◆ Written exercise 1
Return every line of the records that contains the string "Segments", treating uppercase and lowercase letters as distinct.

++++ Passage provided ++++

Rather than link people to a web form with your survey questions, use the polling feature to administer them right at the end of the session. You’ll get a much higher completion rate since you still have a captive audience. You’ll also avoid “pencil swipes,” when people just answer the same number to every scaled response question.

 

2. Puzzles and Icebreakers

You can start your virtual classroom session with a fun icebreaker, or include one part way through the course as an energizer. Using the poll feature, you can ask trivia-type questions that are quick, fun, and anonymous. You can ask people to keep track of their own scores and give a title to the winner, such as “Movie Master” or “Sports Authority.”

 

3. Scenario-Based Quizzes and Case Studies

If your training is performance-based, you can use the polling feature to test learners. Create scenarios that are relevant to the course skills and include multiple ways to address it in the answers. Even complex skills can be tested this way, using a scenario that keeps evolving from question to question. This use of polls works best for conceptual skills, rather than interpersonal or technical skills.

++++ Dataset extract ++++

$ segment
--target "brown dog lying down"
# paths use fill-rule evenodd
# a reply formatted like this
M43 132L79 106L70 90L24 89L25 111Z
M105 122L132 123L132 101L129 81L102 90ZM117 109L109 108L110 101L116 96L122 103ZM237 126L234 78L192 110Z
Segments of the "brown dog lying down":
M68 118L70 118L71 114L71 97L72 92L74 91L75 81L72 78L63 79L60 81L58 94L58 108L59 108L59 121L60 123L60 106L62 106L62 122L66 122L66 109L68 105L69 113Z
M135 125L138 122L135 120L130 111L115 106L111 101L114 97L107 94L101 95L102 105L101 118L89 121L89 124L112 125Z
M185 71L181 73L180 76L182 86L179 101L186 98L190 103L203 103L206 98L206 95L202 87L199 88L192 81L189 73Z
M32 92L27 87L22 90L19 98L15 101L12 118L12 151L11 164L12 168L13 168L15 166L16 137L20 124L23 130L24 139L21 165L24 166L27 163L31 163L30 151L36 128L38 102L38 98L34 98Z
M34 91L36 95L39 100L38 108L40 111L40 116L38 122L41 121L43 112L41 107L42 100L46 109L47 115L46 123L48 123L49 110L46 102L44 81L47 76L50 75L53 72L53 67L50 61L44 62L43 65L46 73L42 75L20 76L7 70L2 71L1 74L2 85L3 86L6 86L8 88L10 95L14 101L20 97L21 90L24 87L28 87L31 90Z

++++
++++ Dataset extract ++++

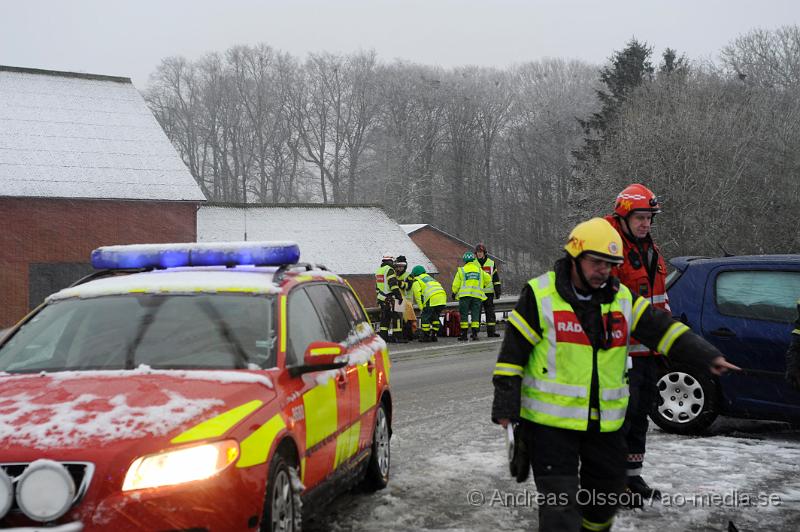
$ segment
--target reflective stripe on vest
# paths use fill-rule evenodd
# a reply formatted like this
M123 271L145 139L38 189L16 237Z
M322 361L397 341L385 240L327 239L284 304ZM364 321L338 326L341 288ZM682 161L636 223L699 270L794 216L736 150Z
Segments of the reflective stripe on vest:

++++

◆ Written exercise 2
Echo a portion of the passage on using polls in virtual training: begin at the words "You can start" and stop after the words "or technical skills.".

◆ Task response 1
Segments of the "brown dog lying down":
Segments of the reflective stripe on vest:

◆ Task response 2
You can start your virtual classroom session with a fun icebreaker, or include one part way through the course as an energizer. Using the poll feature, you can ask trivia-type questions that are quick, fun, and anonymous. You can ask people to keep track of their own scores and give a title to the winner, such as “Movie Master” or “Sports Authority.”

 

3. Scenario-Based Quizzes and Case Studies

If your training is performance-based, you can use the polling feature to test learners. Create scenarios that are relevant to the course skills and include multiple ways to address it in the answers. Even complex skills can be tested this way, using a scenario that keeps evolving from question to question. This use of polls works best for conceptual skills, rather than interpersonal or technical skills.